_INFORMATION SUPPLIED_
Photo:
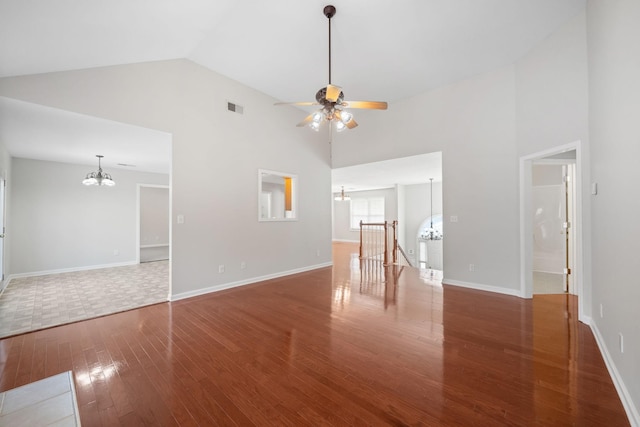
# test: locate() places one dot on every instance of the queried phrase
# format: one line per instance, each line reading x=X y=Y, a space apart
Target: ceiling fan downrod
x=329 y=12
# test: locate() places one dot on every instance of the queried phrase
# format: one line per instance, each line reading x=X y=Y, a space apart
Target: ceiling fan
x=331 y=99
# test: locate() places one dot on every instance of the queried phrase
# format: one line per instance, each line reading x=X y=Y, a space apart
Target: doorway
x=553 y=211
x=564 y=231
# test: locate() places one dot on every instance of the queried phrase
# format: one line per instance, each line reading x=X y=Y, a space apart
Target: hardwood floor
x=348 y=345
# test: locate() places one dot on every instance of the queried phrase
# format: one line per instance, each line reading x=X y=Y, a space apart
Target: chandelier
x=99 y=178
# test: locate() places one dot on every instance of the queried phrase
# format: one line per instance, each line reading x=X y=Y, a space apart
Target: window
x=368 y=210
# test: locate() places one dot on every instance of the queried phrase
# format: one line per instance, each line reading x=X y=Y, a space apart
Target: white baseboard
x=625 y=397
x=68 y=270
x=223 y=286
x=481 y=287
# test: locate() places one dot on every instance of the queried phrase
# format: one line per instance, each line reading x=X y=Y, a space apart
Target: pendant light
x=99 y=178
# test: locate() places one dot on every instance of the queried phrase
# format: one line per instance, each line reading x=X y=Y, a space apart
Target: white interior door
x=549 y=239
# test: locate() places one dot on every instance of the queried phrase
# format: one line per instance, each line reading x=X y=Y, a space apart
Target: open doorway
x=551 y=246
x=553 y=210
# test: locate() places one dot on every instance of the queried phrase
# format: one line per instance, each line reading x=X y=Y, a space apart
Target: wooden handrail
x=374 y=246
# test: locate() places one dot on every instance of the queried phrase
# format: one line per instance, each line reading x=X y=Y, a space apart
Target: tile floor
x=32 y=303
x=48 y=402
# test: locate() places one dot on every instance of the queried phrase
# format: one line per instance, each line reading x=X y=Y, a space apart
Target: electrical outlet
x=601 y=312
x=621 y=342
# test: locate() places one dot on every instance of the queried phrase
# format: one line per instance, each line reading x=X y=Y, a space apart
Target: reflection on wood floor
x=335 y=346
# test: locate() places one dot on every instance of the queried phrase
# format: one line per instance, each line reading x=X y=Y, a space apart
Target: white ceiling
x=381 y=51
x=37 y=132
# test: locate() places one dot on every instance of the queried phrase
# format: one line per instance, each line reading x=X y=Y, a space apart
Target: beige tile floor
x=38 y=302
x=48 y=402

---

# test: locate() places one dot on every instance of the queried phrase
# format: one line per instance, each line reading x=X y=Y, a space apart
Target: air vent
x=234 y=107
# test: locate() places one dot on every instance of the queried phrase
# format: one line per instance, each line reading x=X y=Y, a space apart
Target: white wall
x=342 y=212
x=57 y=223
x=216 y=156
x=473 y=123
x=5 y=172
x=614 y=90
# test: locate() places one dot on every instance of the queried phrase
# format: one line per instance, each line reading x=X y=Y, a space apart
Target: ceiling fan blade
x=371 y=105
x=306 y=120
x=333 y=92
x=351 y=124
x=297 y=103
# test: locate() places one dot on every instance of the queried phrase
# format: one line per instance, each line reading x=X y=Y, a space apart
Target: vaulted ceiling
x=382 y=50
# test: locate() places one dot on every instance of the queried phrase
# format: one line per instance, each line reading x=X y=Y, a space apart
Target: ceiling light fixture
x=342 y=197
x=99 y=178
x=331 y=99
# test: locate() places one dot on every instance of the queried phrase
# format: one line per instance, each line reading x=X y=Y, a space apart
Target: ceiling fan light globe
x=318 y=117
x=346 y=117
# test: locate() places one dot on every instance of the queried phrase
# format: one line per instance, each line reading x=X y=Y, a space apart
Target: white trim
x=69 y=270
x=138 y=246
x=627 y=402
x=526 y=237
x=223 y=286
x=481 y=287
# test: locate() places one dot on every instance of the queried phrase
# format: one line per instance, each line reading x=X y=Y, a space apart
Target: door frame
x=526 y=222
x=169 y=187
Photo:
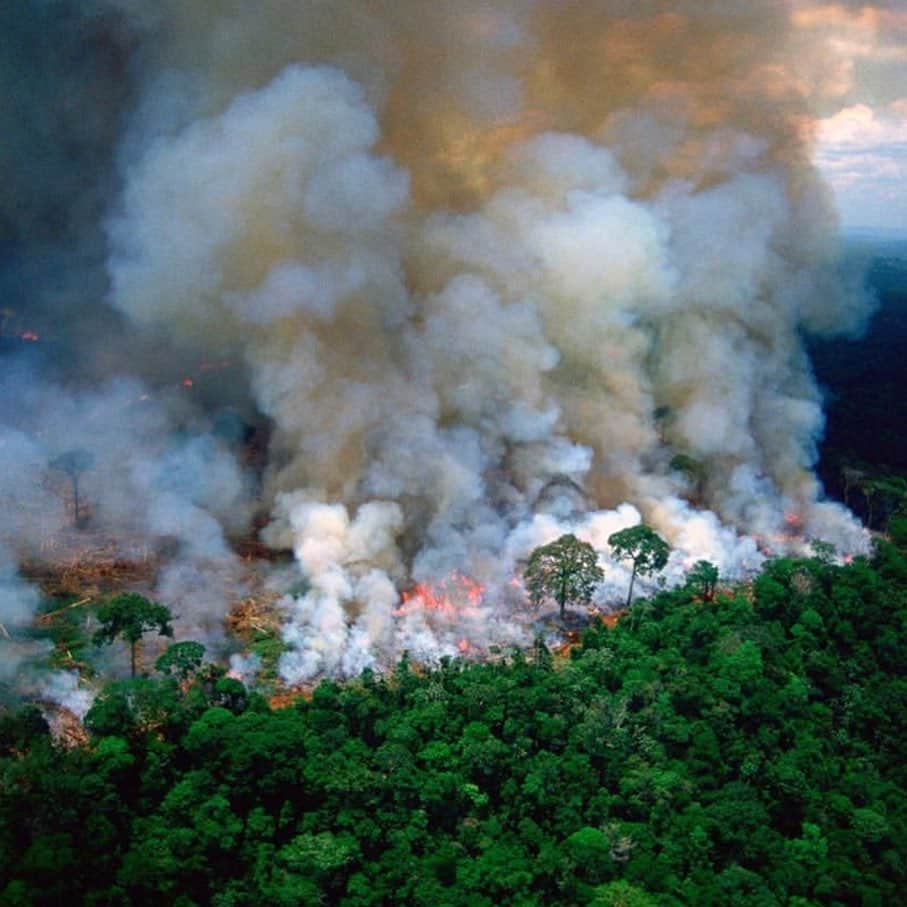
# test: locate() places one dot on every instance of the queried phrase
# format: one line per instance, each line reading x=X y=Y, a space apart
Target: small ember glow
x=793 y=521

_WRITTEN PROBLEM_
Show every line of the material that contains the string "doorway", treating uppercase and lowercase as different.

_EXERCISE OUTPUT_
Target: doorway
Target: open doorway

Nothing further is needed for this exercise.